**DIRECTION:** Return every line of the records that contains the word "handle", copied in full.

══════════

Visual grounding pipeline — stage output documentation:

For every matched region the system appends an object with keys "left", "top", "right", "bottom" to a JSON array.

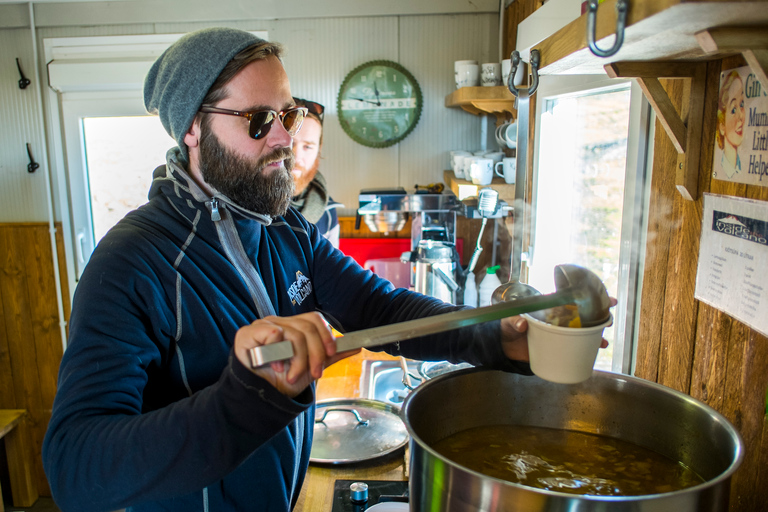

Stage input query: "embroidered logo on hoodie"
[{"left": 288, "top": 270, "right": 312, "bottom": 306}]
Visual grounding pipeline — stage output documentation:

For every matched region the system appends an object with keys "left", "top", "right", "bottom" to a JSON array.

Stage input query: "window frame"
[{"left": 524, "top": 75, "right": 655, "bottom": 374}]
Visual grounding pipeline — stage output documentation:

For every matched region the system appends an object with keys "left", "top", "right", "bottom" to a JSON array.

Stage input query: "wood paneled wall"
[
  {"left": 0, "top": 223, "right": 69, "bottom": 496},
  {"left": 635, "top": 57, "right": 768, "bottom": 512},
  {"left": 504, "top": 0, "right": 768, "bottom": 512}
]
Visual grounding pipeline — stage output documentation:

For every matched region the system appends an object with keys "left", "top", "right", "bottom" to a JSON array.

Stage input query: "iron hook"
[
  {"left": 587, "top": 0, "right": 629, "bottom": 57},
  {"left": 16, "top": 57, "right": 32, "bottom": 90},
  {"left": 507, "top": 50, "right": 541, "bottom": 97},
  {"left": 27, "top": 142, "right": 40, "bottom": 173}
]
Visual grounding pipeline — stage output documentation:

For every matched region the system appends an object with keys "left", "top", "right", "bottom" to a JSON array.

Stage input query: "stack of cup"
[
  {"left": 453, "top": 60, "right": 480, "bottom": 89},
  {"left": 451, "top": 150, "right": 472, "bottom": 179}
]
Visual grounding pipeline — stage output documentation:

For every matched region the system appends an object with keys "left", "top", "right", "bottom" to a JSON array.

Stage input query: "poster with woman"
[{"left": 712, "top": 66, "right": 768, "bottom": 187}]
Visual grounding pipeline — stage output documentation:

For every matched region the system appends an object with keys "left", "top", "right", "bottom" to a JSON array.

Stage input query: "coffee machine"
[{"left": 356, "top": 184, "right": 511, "bottom": 304}]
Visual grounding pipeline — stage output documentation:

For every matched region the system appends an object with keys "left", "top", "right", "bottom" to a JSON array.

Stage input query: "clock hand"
[{"left": 349, "top": 96, "right": 381, "bottom": 107}]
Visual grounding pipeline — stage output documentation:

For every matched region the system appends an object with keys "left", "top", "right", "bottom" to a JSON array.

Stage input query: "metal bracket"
[
  {"left": 507, "top": 50, "right": 541, "bottom": 97},
  {"left": 587, "top": 0, "right": 629, "bottom": 57}
]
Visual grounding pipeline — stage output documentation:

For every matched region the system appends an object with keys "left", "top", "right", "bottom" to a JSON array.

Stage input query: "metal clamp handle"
[
  {"left": 507, "top": 50, "right": 541, "bottom": 97},
  {"left": 315, "top": 407, "right": 368, "bottom": 425},
  {"left": 587, "top": 0, "right": 629, "bottom": 57}
]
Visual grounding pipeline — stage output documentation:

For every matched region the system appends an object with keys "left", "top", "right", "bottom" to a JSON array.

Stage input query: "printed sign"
[
  {"left": 712, "top": 66, "right": 768, "bottom": 187},
  {"left": 694, "top": 194, "right": 768, "bottom": 335}
]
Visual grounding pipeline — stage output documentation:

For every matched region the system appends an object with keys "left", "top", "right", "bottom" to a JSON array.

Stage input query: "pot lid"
[{"left": 309, "top": 398, "right": 408, "bottom": 464}]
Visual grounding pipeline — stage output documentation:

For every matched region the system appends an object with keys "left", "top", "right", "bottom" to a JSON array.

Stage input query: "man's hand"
[{"left": 235, "top": 313, "right": 359, "bottom": 398}]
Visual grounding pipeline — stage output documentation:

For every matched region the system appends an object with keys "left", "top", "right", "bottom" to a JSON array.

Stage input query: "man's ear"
[{"left": 184, "top": 116, "right": 200, "bottom": 148}]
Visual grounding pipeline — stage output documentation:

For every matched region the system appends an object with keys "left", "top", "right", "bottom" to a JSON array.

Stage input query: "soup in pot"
[{"left": 433, "top": 425, "right": 704, "bottom": 496}]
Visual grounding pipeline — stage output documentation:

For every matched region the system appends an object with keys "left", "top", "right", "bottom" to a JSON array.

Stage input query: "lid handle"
[{"left": 315, "top": 407, "right": 368, "bottom": 425}]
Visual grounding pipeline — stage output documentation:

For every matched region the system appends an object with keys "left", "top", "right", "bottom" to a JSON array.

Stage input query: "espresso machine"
[{"left": 356, "top": 184, "right": 511, "bottom": 304}]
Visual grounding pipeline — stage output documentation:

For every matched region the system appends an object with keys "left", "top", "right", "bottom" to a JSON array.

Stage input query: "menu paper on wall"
[
  {"left": 710, "top": 66, "right": 768, "bottom": 187},
  {"left": 694, "top": 194, "right": 768, "bottom": 336}
]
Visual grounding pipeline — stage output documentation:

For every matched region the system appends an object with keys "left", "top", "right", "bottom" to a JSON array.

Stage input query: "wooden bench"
[{"left": 0, "top": 409, "right": 38, "bottom": 512}]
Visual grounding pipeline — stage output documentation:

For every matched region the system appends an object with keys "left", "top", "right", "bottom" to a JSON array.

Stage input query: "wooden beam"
[
  {"left": 675, "top": 64, "right": 707, "bottom": 201},
  {"left": 695, "top": 27, "right": 768, "bottom": 53},
  {"left": 603, "top": 61, "right": 699, "bottom": 78},
  {"left": 637, "top": 77, "right": 686, "bottom": 153},
  {"left": 695, "top": 27, "right": 768, "bottom": 87},
  {"left": 603, "top": 61, "right": 708, "bottom": 201},
  {"left": 741, "top": 49, "right": 768, "bottom": 89}
]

══════════

**EXERCISE ANSWER:**
Stage input query: "metal clamp handle"
Stage input query: "lid handle"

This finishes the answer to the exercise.